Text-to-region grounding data
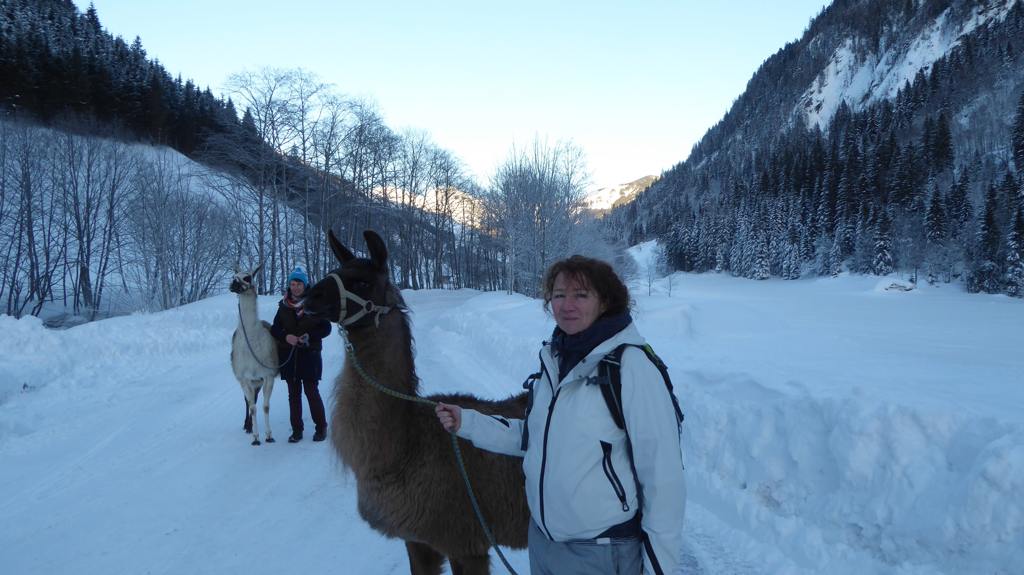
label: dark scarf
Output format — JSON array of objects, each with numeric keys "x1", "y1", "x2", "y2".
[
  {"x1": 282, "y1": 292, "x2": 304, "y2": 317},
  {"x1": 550, "y1": 311, "x2": 632, "y2": 381}
]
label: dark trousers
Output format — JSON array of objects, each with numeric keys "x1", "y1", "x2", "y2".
[
  {"x1": 286, "y1": 379, "x2": 327, "y2": 433},
  {"x1": 528, "y1": 520, "x2": 642, "y2": 575}
]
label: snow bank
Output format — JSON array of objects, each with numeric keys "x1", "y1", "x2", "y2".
[{"x1": 1, "y1": 270, "x2": 1021, "y2": 574}]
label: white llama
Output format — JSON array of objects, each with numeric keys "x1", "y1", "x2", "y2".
[{"x1": 229, "y1": 265, "x2": 279, "y2": 445}]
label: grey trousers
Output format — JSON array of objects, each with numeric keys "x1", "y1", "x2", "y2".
[{"x1": 528, "y1": 520, "x2": 643, "y2": 575}]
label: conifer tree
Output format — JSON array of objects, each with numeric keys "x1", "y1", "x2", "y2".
[
  {"x1": 969, "y1": 185, "x2": 1003, "y2": 293},
  {"x1": 752, "y1": 233, "x2": 771, "y2": 280},
  {"x1": 925, "y1": 183, "x2": 949, "y2": 281},
  {"x1": 932, "y1": 112, "x2": 953, "y2": 173},
  {"x1": 852, "y1": 205, "x2": 875, "y2": 274},
  {"x1": 891, "y1": 145, "x2": 918, "y2": 208},
  {"x1": 998, "y1": 170, "x2": 1019, "y2": 228},
  {"x1": 784, "y1": 241, "x2": 802, "y2": 279},
  {"x1": 921, "y1": 115, "x2": 934, "y2": 170},
  {"x1": 946, "y1": 170, "x2": 973, "y2": 241},
  {"x1": 837, "y1": 211, "x2": 856, "y2": 259},
  {"x1": 873, "y1": 211, "x2": 895, "y2": 275},
  {"x1": 730, "y1": 216, "x2": 750, "y2": 277},
  {"x1": 1005, "y1": 208, "x2": 1024, "y2": 297},
  {"x1": 979, "y1": 185, "x2": 1003, "y2": 265},
  {"x1": 782, "y1": 223, "x2": 802, "y2": 279},
  {"x1": 815, "y1": 234, "x2": 834, "y2": 276},
  {"x1": 828, "y1": 233, "x2": 843, "y2": 276},
  {"x1": 1013, "y1": 90, "x2": 1024, "y2": 172},
  {"x1": 926, "y1": 184, "x2": 947, "y2": 245}
]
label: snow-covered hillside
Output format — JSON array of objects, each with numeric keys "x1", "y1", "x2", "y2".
[
  {"x1": 585, "y1": 175, "x2": 657, "y2": 211},
  {"x1": 799, "y1": 0, "x2": 1020, "y2": 129},
  {"x1": 1, "y1": 267, "x2": 1022, "y2": 573}
]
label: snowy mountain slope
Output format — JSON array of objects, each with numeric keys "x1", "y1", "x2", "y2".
[
  {"x1": 1, "y1": 273, "x2": 1022, "y2": 574},
  {"x1": 799, "y1": 0, "x2": 1021, "y2": 129},
  {"x1": 585, "y1": 175, "x2": 658, "y2": 211}
]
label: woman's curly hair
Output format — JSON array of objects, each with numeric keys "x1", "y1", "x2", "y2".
[{"x1": 541, "y1": 255, "x2": 631, "y2": 317}]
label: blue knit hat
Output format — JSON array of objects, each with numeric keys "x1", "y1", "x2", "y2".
[{"x1": 287, "y1": 265, "x2": 309, "y2": 287}]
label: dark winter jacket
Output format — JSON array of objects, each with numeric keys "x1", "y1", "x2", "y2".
[{"x1": 270, "y1": 297, "x2": 332, "y2": 382}]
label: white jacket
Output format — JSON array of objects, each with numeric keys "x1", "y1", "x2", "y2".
[{"x1": 459, "y1": 323, "x2": 686, "y2": 575}]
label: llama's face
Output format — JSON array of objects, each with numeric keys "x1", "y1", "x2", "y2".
[
  {"x1": 304, "y1": 230, "x2": 390, "y2": 327},
  {"x1": 229, "y1": 265, "x2": 261, "y2": 295}
]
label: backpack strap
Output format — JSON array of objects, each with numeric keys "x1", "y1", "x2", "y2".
[
  {"x1": 636, "y1": 343, "x2": 684, "y2": 427},
  {"x1": 519, "y1": 350, "x2": 547, "y2": 451},
  {"x1": 597, "y1": 346, "x2": 628, "y2": 429},
  {"x1": 597, "y1": 343, "x2": 684, "y2": 432}
]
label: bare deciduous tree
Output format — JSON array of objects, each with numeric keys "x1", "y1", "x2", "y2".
[
  {"x1": 55, "y1": 132, "x2": 135, "y2": 319},
  {"x1": 124, "y1": 151, "x2": 234, "y2": 310},
  {"x1": 486, "y1": 137, "x2": 593, "y2": 295}
]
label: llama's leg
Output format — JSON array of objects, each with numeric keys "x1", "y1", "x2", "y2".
[
  {"x1": 243, "y1": 396, "x2": 252, "y2": 433},
  {"x1": 243, "y1": 386, "x2": 260, "y2": 433},
  {"x1": 262, "y1": 378, "x2": 275, "y2": 442},
  {"x1": 245, "y1": 384, "x2": 261, "y2": 446},
  {"x1": 405, "y1": 541, "x2": 444, "y2": 575},
  {"x1": 449, "y1": 555, "x2": 491, "y2": 575}
]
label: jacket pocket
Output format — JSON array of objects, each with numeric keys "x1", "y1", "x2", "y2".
[{"x1": 600, "y1": 440, "x2": 630, "y2": 512}]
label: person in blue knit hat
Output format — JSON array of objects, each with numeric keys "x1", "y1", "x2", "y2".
[
  {"x1": 270, "y1": 264, "x2": 331, "y2": 442},
  {"x1": 287, "y1": 265, "x2": 309, "y2": 287}
]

WORK ITEM: Print, from the entries above, the line with "label: llama's face", the line with "label: backpack strap" and all lines between them, exactly and with nothing else.

ANSWER BELOW:
label: llama's face
Output format — JSON array of objects, each with numeric keys "x1", "y1", "x2", "y2".
[
  {"x1": 304, "y1": 230, "x2": 390, "y2": 327},
  {"x1": 229, "y1": 265, "x2": 261, "y2": 295}
]
label: backpack strap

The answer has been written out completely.